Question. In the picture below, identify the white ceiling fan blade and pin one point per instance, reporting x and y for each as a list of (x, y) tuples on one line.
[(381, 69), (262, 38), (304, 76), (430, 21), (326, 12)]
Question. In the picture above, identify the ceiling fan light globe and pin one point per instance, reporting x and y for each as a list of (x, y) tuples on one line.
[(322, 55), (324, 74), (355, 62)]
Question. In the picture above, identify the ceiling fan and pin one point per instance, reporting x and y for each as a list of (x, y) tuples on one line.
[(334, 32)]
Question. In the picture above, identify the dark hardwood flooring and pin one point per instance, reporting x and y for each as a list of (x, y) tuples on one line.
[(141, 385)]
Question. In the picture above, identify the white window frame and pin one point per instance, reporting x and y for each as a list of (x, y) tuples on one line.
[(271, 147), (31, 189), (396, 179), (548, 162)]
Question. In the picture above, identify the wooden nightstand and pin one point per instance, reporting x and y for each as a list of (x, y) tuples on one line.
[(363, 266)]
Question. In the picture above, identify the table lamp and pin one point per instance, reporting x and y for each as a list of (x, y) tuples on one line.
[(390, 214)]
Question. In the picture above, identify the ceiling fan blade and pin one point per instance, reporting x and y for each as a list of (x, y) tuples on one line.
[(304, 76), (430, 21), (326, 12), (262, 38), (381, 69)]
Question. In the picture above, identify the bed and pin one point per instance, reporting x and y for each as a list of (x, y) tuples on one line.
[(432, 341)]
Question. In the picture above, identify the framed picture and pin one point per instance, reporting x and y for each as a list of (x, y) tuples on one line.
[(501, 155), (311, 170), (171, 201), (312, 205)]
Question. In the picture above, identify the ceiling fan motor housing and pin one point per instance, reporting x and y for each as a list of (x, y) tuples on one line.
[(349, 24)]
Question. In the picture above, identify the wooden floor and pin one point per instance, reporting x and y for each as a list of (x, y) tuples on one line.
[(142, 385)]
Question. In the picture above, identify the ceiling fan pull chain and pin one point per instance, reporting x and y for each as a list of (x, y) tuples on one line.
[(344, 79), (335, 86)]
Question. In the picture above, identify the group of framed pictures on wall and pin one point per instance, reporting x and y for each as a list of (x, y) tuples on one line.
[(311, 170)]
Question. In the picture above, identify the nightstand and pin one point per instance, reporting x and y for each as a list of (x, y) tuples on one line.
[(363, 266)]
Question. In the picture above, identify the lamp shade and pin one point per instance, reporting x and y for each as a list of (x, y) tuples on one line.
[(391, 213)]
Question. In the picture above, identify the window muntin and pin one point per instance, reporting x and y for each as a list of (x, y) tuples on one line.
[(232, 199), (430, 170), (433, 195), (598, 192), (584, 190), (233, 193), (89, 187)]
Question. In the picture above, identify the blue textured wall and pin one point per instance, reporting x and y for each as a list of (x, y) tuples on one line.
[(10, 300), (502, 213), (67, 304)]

+ + + +

• DESCRIPTION OF THE TASK: Retype each line above with no alterations.

• EXERCISE OUTPUT:
Question. In the picture below, identify the white ceiling fan blade and pin one point per instance, reporting x and y for each as a list of (x, y) tuples on one line.
[(381, 69), (262, 38), (304, 76), (430, 21), (326, 12)]
Question. In the picture above, identify the ceiling fan light globe and pin one point per instance, reporting x and y for each as a list of (x, y) tuples on one line.
[(322, 55), (324, 74), (355, 62)]
Question. In the picture above, identify the ceiling fan and pin one point per instance, reporting x and y for each as a list of (x, y) tuples on one line.
[(334, 32)]
Question. In the picture above, identify the dark hardwood flooring and pin one point per instance, reporting x and y for each as a list of (x, y) tuples on one line.
[(141, 385)]
Question. In the picture above, identify the white window frame and pin one point per instance, reporting x and y for each as a list of (x, y) tuples on one line.
[(271, 147), (31, 189), (396, 179), (548, 162)]
Question. In the picture above, identify the wooden nightstand and pin one point per instance, reporting x and y for each as a list of (x, y) tuples on one line.
[(363, 266)]
Question. In the picture above, identify the table lamp and pin one point per instance, reporting x and y for each as a list of (x, y) tuples on one line.
[(390, 214)]
Question. In the picture above, identify the ceiling fan blade and pin one point per instance, reporting x and y for each as a list of (x, y) tuples on one line.
[(304, 76), (430, 21), (326, 12), (262, 38), (381, 69)]
Question. In the picture above, identify the bed and pin one point per instance, reporting x and y for each as a list of (x, y) tuples on one line.
[(432, 341)]
Question. In the picture above, identify the framed picture and pin one point per instance, reporting x and y for each as a list of (x, y) tuples on one line.
[(501, 155), (311, 170), (171, 201), (312, 205)]
Question. In the picture above, identify the ceiling fan motor housing and pin one point per instance, reporting x and y for each as a list of (x, y) tuples on one line.
[(349, 24)]
Question. In the picture above, identify the wooden floor and pin one point per instance, reporting x and y for each as a list of (x, y) tuples on one line.
[(142, 385)]
Question. In the picture above, identify the ceiling fan pull chain and pin one point per instance, reporting x and y for each as a list of (x, y) tuples on one line.
[(344, 79), (335, 86)]
Question. In the picture above, identify the group of framed pictures on wall and pin one point per instance, reporting x and y for each as a list of (x, y) tuples on one line.
[(311, 170)]
Question. In the picture above, identify the nightstand and pin one point per instance, reporting x and y for each as a list of (x, y) tuples on one line.
[(363, 266)]
Question. In the picture above, identify the lamp shade and pin one point per instance, reporting x and y for each as a list of (x, y) tuples on one line.
[(391, 213)]
Question. In the picture above, identify the window muntin and pin one point per instance, reporting x and y for each as a list of (x, y) tuples on one line.
[(232, 199), (430, 170), (433, 195), (598, 192), (584, 190), (233, 193), (89, 187)]
Question. In the picture above, identify the blue textured wall and pin one point per instance, reporting x and y for each as a list of (x, y) tuples on one line.
[(10, 300), (502, 213), (67, 304)]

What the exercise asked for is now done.